Task instructions: Lay out all the entries below as a two-column CSV headed instruction and reply, one row per entry, with each field quoted and line breaks turned into spaces. Leave the pictures out.

*** Material supplied ***

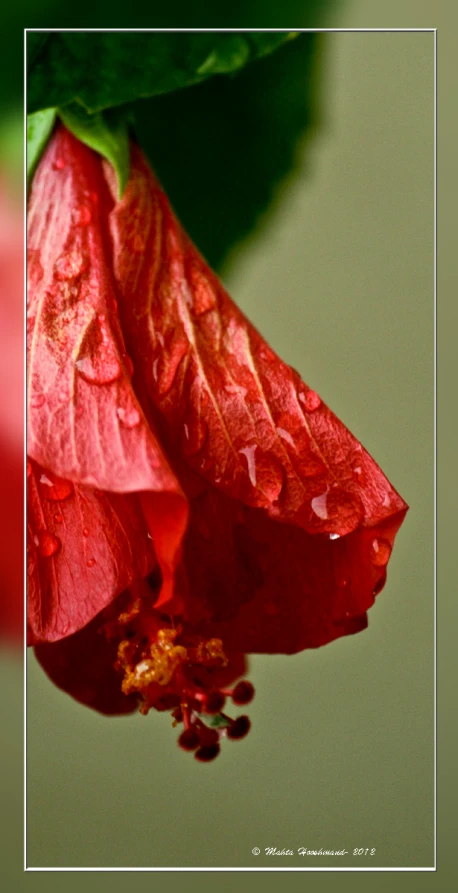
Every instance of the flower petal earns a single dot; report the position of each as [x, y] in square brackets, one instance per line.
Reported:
[85, 422]
[83, 666]
[84, 548]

***

Correct response:
instruction,reply
"Every instance of the flower petal earns a single dot; report the position of each as [x, y] in square brackets, one instance per line. Reported:","[85, 422] [83, 666] [84, 548]"